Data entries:
%%

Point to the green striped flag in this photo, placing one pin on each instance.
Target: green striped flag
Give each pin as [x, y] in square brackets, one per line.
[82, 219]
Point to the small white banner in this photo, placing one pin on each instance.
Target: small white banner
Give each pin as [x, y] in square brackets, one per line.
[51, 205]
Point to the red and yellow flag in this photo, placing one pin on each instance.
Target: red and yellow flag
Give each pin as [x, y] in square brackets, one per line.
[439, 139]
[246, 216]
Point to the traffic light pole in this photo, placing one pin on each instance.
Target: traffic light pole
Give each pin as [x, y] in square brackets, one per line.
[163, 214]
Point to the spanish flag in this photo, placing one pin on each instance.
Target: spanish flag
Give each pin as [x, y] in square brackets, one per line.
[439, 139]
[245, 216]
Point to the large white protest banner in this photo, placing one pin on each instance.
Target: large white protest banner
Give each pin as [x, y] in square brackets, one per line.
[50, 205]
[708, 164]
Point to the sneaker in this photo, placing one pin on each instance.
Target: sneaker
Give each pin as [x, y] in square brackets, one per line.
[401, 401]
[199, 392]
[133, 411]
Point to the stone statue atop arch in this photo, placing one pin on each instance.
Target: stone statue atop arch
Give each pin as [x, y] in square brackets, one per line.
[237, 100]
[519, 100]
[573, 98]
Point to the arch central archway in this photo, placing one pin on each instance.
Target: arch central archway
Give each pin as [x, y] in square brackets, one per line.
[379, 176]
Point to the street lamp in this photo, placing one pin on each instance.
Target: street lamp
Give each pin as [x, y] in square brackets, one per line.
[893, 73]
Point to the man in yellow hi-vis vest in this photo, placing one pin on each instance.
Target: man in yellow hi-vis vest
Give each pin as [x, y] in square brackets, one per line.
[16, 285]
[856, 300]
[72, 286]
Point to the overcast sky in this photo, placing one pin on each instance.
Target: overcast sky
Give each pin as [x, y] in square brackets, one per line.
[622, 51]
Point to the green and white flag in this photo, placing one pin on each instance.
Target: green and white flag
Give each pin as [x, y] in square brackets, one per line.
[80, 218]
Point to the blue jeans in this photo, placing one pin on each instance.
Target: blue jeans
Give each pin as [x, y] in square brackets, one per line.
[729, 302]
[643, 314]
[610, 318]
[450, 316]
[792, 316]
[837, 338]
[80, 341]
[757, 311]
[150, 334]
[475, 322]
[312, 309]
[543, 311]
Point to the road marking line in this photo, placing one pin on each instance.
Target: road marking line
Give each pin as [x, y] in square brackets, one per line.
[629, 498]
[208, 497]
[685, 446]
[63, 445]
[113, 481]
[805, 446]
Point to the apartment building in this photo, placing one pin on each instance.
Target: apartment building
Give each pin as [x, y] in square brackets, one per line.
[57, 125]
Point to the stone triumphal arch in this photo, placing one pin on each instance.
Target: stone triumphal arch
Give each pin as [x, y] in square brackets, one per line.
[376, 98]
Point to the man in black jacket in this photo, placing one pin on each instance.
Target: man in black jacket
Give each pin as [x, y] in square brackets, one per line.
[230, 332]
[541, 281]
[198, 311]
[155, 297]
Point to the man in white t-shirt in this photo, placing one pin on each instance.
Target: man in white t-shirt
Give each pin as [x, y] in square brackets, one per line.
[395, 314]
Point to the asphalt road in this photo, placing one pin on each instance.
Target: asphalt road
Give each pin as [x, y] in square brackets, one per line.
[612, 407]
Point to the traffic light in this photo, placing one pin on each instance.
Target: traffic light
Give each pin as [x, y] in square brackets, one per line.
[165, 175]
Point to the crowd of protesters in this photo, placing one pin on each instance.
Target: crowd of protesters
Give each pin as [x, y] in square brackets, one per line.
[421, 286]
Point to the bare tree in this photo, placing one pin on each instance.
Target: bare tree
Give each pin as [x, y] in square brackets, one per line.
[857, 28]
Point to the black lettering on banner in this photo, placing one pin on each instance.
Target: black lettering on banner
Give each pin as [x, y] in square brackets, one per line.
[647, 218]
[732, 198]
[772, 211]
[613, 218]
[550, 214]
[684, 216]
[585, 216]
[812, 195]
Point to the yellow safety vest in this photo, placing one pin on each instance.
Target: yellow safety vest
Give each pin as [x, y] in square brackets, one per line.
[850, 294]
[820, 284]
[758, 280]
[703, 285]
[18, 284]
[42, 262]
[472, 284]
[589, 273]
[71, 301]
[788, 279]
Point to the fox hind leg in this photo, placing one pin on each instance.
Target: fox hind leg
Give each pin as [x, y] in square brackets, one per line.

%%

-- PROBLEM --
The records above should be repeated in full, exactly as given.

-- PROBLEM SOLUTION --
Point to the green striped flag in this photo, placing one pin on each instance.
Target: green striped flag
Give each pin as [x, y] in square brackets, one per line.
[82, 219]
Point to the small white banner in this photo, placing one pin on each instance.
Target: small white banner
Give each pin as [x, y] in square brackets, one per line.
[51, 205]
Point to the red and yellow flag in this photo, placing one pin on each instance.
Target: red and yellow flag
Give each pin as [x, y] in square brackets, one per line.
[439, 139]
[246, 216]
Point to the traffic light pole in this photo, placing one pin on each instance.
Target: traffic light pole
Give each pin as [x, y] in square brackets, one per line.
[163, 214]
Point to the spanish flag in this photo, placing one pin on each instance.
Target: spanish flag
Give each pin as [x, y] in square brackets, one per line.
[439, 139]
[245, 216]
Point to the large white protest banner in this photo, placing one pin on each instance.
Target: large white protest banner
Give each pin as [x, y] in square brackets, one per line.
[50, 205]
[708, 164]
Point to the sneaker in this photo, placing one pin on each instance.
Target: sneaker
Give each pin as [x, y] in square brackets, one per line.
[401, 401]
[199, 392]
[133, 411]
Point to the stone statue atop arch in this photo, placing one pin on each instance.
Target: stone statue atop arch
Give each pin as [x, y] in square brackets, one per line.
[237, 100]
[519, 100]
[573, 98]
Point to the arch central archway in this photo, placing one pin on each instance.
Target: arch central archway
Give each pin as [x, y] in square brackets, one per line.
[379, 176]
Point to the street lamp in this photo, placing one pin on each instance.
Target: street lamp
Give each pin as [x, y] in square brackets, one per line.
[893, 73]
Point to the man in yellow hi-vis vest in this photo, placing one pin on each instance.
Target: man in yellow hi-vis vest
Give each pin as [x, y] in square brackets, one per line.
[16, 285]
[856, 300]
[72, 286]
Point to the overcast sky in this photo, placing one pin on each instance.
Target: overcast sky
Give each pin as [x, y] in square brackets, one per line.
[622, 51]
Point to the green and white flag in this photo, placing one pin on each instance.
Target: green and white flag
Give each pin as [x, y] in square brackets, one per line.
[80, 218]
Point to the blue jeans in this photo, placing one pin on each instance.
Target: blue jeans
Give each pin as [x, y] in square brackets, one per line.
[729, 302]
[643, 314]
[610, 318]
[450, 316]
[792, 316]
[837, 338]
[80, 341]
[757, 311]
[150, 334]
[475, 322]
[312, 309]
[543, 311]
Point to the road marking line in this photo, placing one pin on each instance.
Target: road marking line
Give each pin as [x, y] in square brackets, one per line.
[629, 498]
[208, 497]
[685, 446]
[63, 445]
[113, 481]
[805, 446]
Point to the apartment building in this photo, placing one pin on each instance.
Target: apartment building
Give each pin as [x, y] in square brackets, one per line.
[57, 125]
Point to the stone triumphal arch in this photo, placing one pin on each instance.
Target: stone triumphal arch
Give each pin as [x, y] in square brackets, one per line.
[376, 98]
Point to the man in black jacket in this photo, placing one pin on each instance.
Target: man in black jacket
Give each pin as [x, y] in square brackets, one per line.
[230, 332]
[541, 281]
[198, 311]
[155, 297]
Point to the man in white t-shirt in this photo, placing one pin on each instance.
Target: man in white t-shirt
Give each pin as [x, y] in square brackets, one per line.
[395, 314]
Point to the asphalt road in this photo, placing one pin on each instance.
Target: asphalt road
Give each pin as [x, y] in square brackets, one per line.
[612, 407]
Point to the traffic light in this photo, placing one pin on each instance.
Target: traffic light
Give each pin as [x, y] in square brackets, one per line.
[165, 175]
Point to the crowd of protesters in this photo, placing one pin on each instance.
Target: crowd of protesters
Give each pin as [x, y] in square brackets, one per line.
[421, 286]
Point to the bare tree in this photo, placing one pin on each instance.
Target: bare tree
Give each pin as [x, y] in square brackets, one per line.
[857, 28]
Point to the black lettering on banner in this photo, placing one pin on each instance.
Target: black lettering on banner
Give each pin as [x, y] in square brackets, one per line.
[647, 218]
[732, 198]
[772, 211]
[613, 218]
[550, 214]
[684, 216]
[585, 216]
[812, 195]
Point to the yellow safety vest in this photo, placing one pin on each instance.
Target: yellow safety vest
Give each pin as [x, y] in square brackets, one per line.
[850, 294]
[820, 284]
[758, 280]
[703, 285]
[18, 284]
[42, 262]
[472, 284]
[589, 273]
[71, 301]
[788, 279]
Point to the fox hind leg in this photo, placing one pin on each instance.
Target: fox hind leg
Give each pin as [x, y] in square brackets, one per line.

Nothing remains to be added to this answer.